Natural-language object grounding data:
--
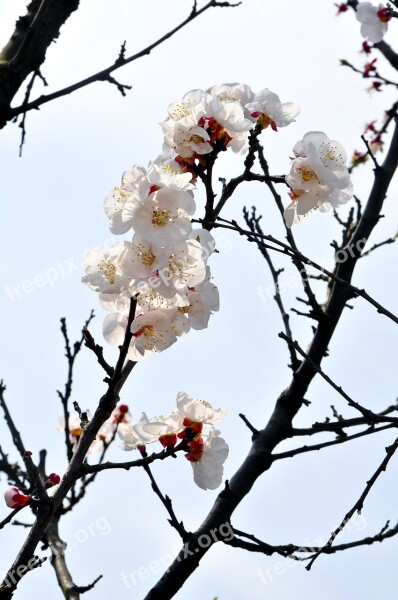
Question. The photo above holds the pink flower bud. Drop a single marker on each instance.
(53, 479)
(14, 498)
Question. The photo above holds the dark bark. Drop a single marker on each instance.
(26, 50)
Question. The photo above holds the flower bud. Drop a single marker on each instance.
(14, 497)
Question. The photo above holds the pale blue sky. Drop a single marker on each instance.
(76, 150)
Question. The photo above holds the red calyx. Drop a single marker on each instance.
(169, 439)
(384, 14)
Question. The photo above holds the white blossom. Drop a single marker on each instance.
(374, 21)
(164, 217)
(117, 204)
(267, 109)
(108, 269)
(208, 470)
(198, 411)
(318, 176)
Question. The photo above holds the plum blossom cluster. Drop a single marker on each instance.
(374, 21)
(164, 266)
(105, 435)
(220, 118)
(318, 178)
(191, 424)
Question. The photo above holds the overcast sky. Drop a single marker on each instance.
(76, 149)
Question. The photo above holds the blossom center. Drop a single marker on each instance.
(196, 139)
(146, 331)
(161, 217)
(109, 270)
(147, 257)
(307, 174)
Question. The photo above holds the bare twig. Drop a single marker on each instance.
(390, 451)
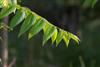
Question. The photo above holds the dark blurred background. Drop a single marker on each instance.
(70, 15)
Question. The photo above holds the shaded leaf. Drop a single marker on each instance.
(48, 33)
(6, 11)
(18, 18)
(87, 3)
(29, 21)
(94, 2)
(37, 27)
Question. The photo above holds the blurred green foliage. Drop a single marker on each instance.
(32, 54)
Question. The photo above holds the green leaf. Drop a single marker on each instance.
(6, 11)
(87, 3)
(54, 36)
(66, 38)
(29, 21)
(37, 27)
(48, 33)
(94, 2)
(74, 37)
(59, 37)
(18, 18)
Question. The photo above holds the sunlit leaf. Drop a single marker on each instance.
(59, 36)
(6, 11)
(74, 37)
(66, 38)
(37, 27)
(18, 18)
(48, 33)
(54, 36)
(27, 24)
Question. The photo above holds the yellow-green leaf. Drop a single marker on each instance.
(27, 24)
(48, 33)
(66, 38)
(74, 37)
(54, 36)
(59, 37)
(18, 18)
(6, 11)
(37, 27)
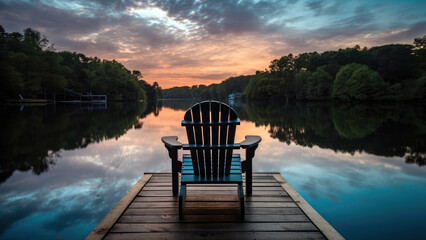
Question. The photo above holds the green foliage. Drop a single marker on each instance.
(265, 86)
(213, 91)
(358, 82)
(320, 85)
(29, 66)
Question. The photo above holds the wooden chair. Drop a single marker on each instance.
(210, 127)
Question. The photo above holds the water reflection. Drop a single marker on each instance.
(37, 134)
(349, 162)
(380, 130)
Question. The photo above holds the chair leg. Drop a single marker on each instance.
(182, 196)
(241, 197)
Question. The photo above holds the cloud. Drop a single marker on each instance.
(211, 38)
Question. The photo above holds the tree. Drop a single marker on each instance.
(358, 82)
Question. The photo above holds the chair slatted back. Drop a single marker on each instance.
(210, 127)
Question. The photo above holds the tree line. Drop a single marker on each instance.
(395, 72)
(30, 67)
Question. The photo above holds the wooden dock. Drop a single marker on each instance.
(274, 211)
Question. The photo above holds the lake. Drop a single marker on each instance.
(64, 167)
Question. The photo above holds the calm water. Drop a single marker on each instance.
(361, 167)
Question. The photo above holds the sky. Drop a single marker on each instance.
(193, 42)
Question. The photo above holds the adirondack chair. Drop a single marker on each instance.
(210, 127)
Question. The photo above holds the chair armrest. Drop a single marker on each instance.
(251, 141)
(172, 142)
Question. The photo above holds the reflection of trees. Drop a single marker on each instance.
(32, 139)
(178, 104)
(379, 130)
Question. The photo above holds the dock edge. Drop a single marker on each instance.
(100, 231)
(323, 226)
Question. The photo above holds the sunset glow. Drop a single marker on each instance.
(179, 43)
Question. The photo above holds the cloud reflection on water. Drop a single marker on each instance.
(85, 183)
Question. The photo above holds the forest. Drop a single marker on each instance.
(395, 72)
(30, 67)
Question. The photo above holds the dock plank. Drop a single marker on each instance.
(212, 212)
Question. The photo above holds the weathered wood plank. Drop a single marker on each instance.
(217, 235)
(174, 218)
(216, 227)
(212, 211)
(212, 204)
(222, 198)
(219, 211)
(108, 221)
(317, 219)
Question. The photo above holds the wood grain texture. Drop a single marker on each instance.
(212, 212)
(313, 215)
(109, 220)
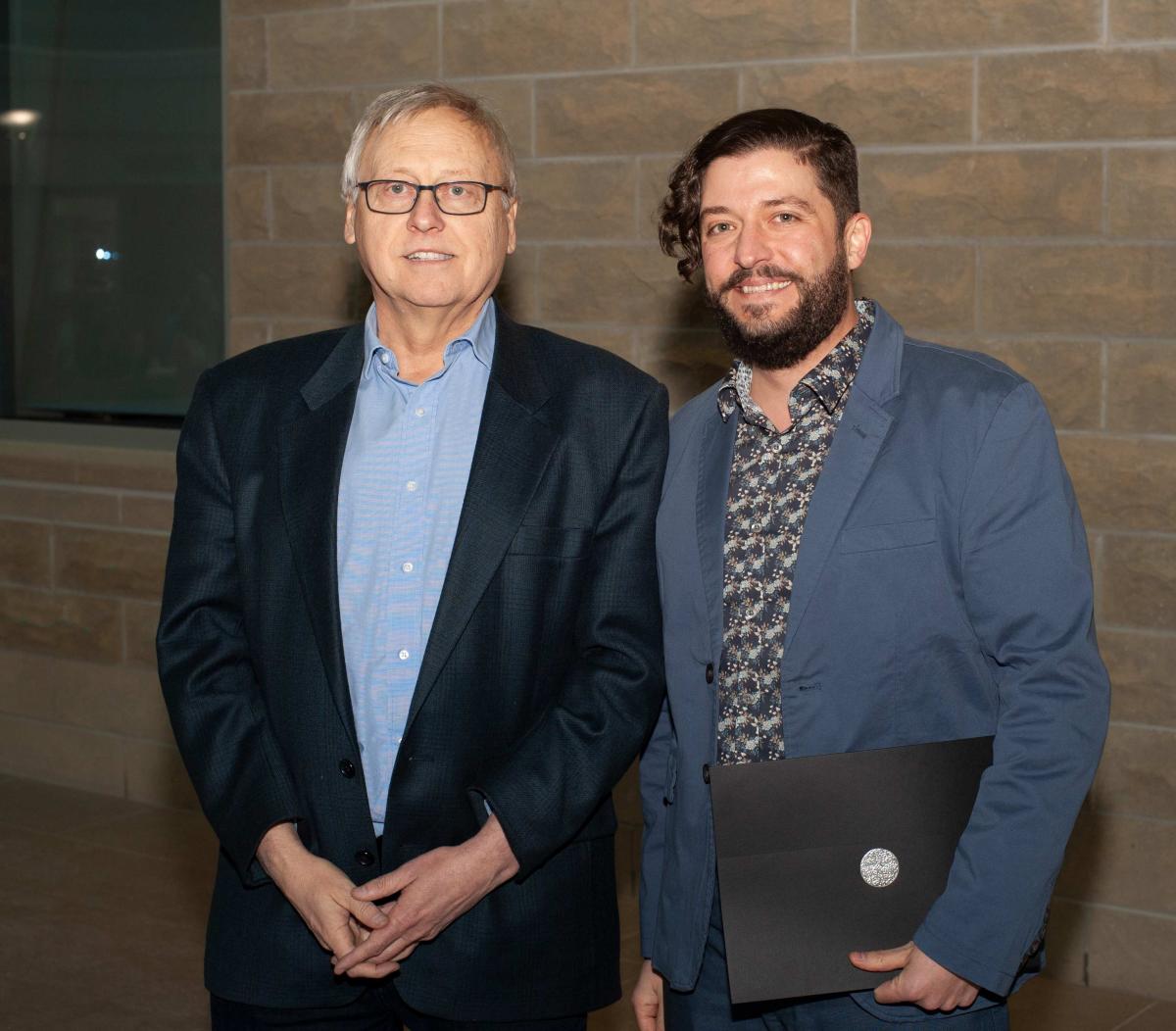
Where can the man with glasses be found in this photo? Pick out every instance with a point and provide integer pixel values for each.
(411, 630)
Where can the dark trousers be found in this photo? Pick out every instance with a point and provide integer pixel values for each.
(379, 1008)
(709, 1007)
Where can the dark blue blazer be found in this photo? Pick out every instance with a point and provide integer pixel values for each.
(942, 590)
(540, 679)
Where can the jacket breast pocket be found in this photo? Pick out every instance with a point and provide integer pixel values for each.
(887, 536)
(551, 542)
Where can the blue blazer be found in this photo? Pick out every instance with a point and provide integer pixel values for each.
(942, 590)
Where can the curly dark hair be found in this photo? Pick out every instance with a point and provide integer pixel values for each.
(809, 140)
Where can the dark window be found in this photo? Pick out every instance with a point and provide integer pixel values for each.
(111, 236)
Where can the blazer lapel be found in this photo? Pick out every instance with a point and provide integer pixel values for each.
(715, 453)
(852, 455)
(311, 461)
(513, 449)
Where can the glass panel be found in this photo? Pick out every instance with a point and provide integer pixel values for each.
(116, 204)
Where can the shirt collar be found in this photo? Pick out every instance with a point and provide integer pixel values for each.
(828, 381)
(480, 337)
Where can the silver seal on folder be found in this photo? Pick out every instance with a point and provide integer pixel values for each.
(879, 867)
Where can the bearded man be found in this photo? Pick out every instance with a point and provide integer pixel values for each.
(864, 541)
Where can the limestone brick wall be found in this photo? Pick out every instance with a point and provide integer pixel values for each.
(1018, 158)
(82, 540)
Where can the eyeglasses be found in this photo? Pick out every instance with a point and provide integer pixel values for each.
(394, 196)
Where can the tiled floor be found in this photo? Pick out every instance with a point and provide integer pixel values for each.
(101, 923)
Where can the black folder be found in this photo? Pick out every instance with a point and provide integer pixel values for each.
(826, 855)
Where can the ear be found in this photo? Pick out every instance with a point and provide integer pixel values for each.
(512, 214)
(857, 239)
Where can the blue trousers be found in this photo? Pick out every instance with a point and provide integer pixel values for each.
(379, 1008)
(709, 1007)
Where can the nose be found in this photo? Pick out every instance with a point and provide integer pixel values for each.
(752, 247)
(426, 216)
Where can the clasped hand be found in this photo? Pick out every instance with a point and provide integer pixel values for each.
(423, 896)
(921, 981)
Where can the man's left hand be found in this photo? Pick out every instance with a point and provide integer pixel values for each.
(432, 891)
(921, 981)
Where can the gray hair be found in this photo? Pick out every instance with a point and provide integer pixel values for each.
(397, 105)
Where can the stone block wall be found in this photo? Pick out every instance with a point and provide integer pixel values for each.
(1018, 160)
(82, 540)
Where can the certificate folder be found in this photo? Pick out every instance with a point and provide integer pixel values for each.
(822, 856)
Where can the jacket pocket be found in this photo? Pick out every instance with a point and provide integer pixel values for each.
(670, 777)
(554, 542)
(885, 536)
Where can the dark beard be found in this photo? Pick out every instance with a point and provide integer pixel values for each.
(787, 341)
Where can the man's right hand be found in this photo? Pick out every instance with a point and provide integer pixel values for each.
(318, 890)
(647, 1000)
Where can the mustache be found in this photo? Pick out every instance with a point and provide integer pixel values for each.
(775, 271)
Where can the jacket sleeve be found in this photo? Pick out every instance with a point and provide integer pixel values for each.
(654, 761)
(205, 665)
(1026, 578)
(560, 772)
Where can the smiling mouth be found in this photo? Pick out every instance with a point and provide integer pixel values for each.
(763, 288)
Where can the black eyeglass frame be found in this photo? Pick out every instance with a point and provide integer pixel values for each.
(420, 187)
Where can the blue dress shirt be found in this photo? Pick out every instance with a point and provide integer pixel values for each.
(404, 480)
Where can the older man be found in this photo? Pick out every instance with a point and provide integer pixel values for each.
(411, 630)
(865, 541)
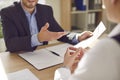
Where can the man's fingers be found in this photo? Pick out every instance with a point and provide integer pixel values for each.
(45, 27)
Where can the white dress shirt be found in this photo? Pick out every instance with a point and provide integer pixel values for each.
(102, 62)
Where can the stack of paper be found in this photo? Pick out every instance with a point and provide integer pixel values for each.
(96, 34)
(24, 74)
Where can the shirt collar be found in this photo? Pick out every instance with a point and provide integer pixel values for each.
(27, 13)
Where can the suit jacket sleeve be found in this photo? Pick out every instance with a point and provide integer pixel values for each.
(13, 39)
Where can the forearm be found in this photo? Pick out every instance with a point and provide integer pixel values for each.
(69, 38)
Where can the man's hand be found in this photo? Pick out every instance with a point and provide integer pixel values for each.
(46, 35)
(72, 57)
(85, 35)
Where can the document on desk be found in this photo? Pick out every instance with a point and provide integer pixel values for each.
(96, 34)
(42, 58)
(24, 74)
(59, 49)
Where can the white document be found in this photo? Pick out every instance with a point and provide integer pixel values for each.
(96, 34)
(42, 58)
(59, 49)
(24, 74)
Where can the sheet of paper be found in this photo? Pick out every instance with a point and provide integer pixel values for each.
(42, 58)
(59, 49)
(24, 74)
(96, 34)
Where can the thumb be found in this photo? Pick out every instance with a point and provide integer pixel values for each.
(45, 27)
(77, 52)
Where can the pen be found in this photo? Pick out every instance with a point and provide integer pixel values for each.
(55, 53)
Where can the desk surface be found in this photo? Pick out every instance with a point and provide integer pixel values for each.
(12, 62)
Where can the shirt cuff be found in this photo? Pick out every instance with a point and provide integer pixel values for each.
(35, 41)
(62, 74)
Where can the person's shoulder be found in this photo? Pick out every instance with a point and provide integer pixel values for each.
(9, 8)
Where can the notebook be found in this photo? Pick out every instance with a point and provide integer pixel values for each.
(41, 59)
(96, 34)
(24, 74)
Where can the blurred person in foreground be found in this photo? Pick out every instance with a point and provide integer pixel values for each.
(27, 24)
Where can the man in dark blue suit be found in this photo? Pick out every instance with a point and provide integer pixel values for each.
(28, 24)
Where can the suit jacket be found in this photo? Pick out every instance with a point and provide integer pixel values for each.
(16, 27)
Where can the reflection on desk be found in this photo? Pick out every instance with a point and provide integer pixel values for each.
(12, 62)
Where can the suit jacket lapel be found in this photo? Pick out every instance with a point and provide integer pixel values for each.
(23, 18)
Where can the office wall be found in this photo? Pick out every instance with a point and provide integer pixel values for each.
(55, 4)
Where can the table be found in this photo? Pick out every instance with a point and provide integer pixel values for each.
(12, 62)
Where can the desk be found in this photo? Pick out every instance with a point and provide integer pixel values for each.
(12, 62)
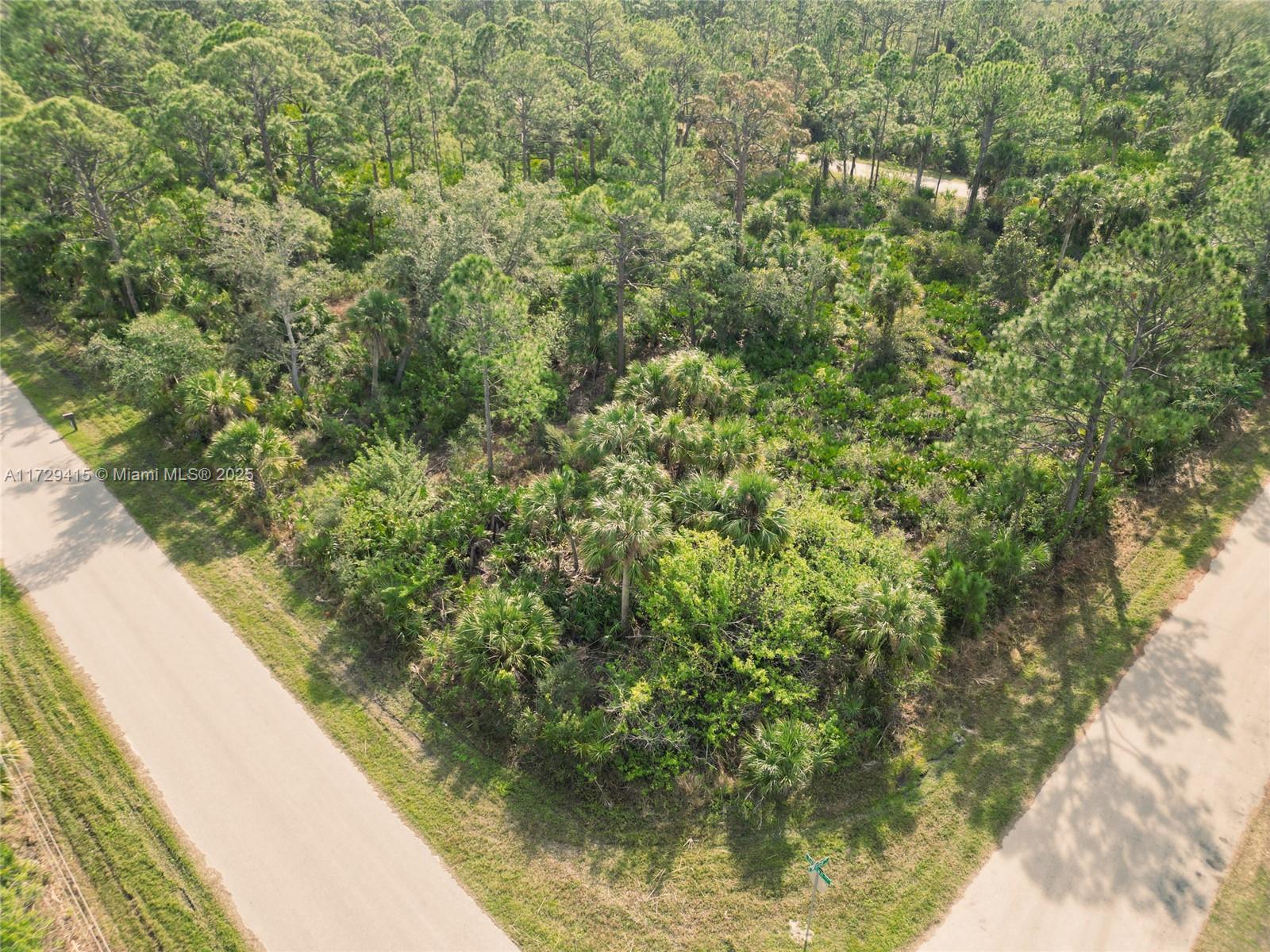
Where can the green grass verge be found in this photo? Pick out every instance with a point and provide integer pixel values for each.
(137, 869)
(1241, 913)
(906, 837)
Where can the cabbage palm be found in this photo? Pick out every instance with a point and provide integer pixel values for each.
(552, 503)
(211, 399)
(729, 443)
(506, 639)
(378, 319)
(635, 476)
(615, 429)
(698, 499)
(895, 626)
(622, 530)
(264, 451)
(676, 440)
(751, 514)
(780, 758)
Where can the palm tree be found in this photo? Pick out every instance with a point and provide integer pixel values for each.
(729, 443)
(677, 441)
(780, 758)
(378, 319)
(615, 429)
(506, 639)
(552, 503)
(895, 628)
(624, 528)
(698, 501)
(751, 513)
(211, 399)
(264, 452)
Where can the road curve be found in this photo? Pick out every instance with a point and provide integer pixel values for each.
(309, 854)
(1126, 844)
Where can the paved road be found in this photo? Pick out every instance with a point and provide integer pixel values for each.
(310, 854)
(1126, 843)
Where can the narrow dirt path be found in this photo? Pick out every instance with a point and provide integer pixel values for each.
(958, 187)
(310, 854)
(1126, 844)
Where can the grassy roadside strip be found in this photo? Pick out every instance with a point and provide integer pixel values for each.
(1241, 913)
(556, 875)
(137, 867)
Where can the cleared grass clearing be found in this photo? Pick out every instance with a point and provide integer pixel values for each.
(137, 869)
(1241, 913)
(906, 837)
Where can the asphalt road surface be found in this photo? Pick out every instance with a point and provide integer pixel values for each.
(310, 854)
(1126, 844)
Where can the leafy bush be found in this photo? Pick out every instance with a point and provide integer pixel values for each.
(152, 355)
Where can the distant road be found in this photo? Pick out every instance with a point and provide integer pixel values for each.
(309, 854)
(958, 187)
(1126, 843)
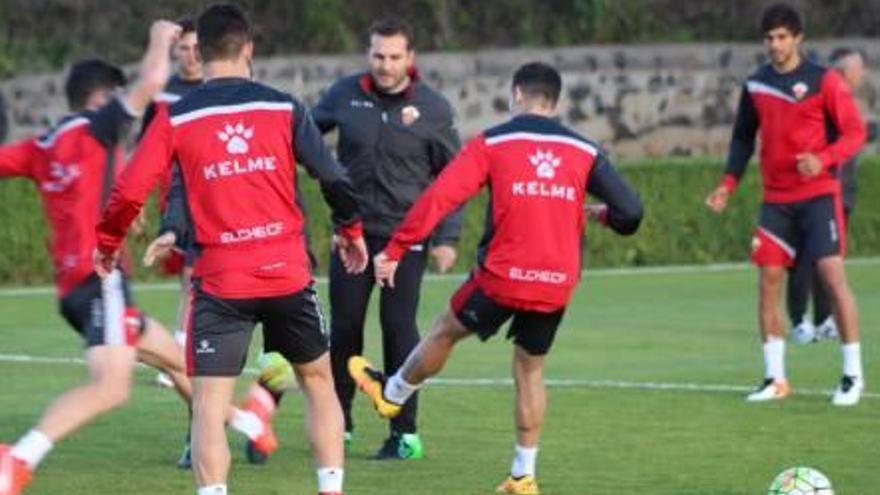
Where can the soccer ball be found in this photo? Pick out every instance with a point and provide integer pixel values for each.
(801, 481)
(276, 372)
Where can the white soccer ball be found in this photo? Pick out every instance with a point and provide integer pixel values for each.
(801, 481)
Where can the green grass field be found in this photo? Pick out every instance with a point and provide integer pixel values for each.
(606, 433)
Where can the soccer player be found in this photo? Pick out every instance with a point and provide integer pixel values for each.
(74, 166)
(538, 173)
(793, 102)
(802, 281)
(236, 143)
(395, 135)
(188, 76)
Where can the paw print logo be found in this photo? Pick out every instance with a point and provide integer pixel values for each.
(756, 244)
(236, 138)
(545, 164)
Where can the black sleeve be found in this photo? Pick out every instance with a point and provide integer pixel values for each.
(4, 120)
(625, 210)
(742, 144)
(176, 217)
(443, 147)
(323, 113)
(110, 124)
(311, 152)
(149, 114)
--
■ Your task:
Please transcribe exactly the lines from the one that contains "Where can the leafy" through the closing line of the entries, with no pictures.

■ Response:
Where can the leafy bush be found in this photo? Pick out every instance with a point and provide integer pixel values for each.
(152, 355)
Where can the distant road be found in this photo? Pick out every instance with a point and provide integer pixel values for each.
(309, 854)
(958, 187)
(1126, 843)
Where can the soccer ball be found in this photo? Pick out every instance with a point and provide integer pixel values for each.
(801, 481)
(276, 372)
Where can the white soccer ball be found in this photo? Pick out every instance with a point and provide integer pixel values for each.
(801, 481)
Where can the green grass field be found in this photo? Pick out every instance with a point and provide integer pixel values for each.
(606, 433)
Where can the soccer player be found in this photo? Pick out every instance with a point and provide integer pixel values for each.
(74, 166)
(538, 173)
(793, 102)
(802, 281)
(236, 143)
(395, 135)
(188, 76)
Where can the paw print logo be found in this photo? Pick out every instance with a point and provide integer pixel values for each.
(756, 244)
(236, 138)
(545, 164)
Where can the black sleeve be found in this photo? Pick out every instance with a point and provide integer pixel values for each.
(4, 120)
(625, 210)
(742, 144)
(176, 217)
(443, 147)
(323, 113)
(110, 124)
(311, 152)
(149, 114)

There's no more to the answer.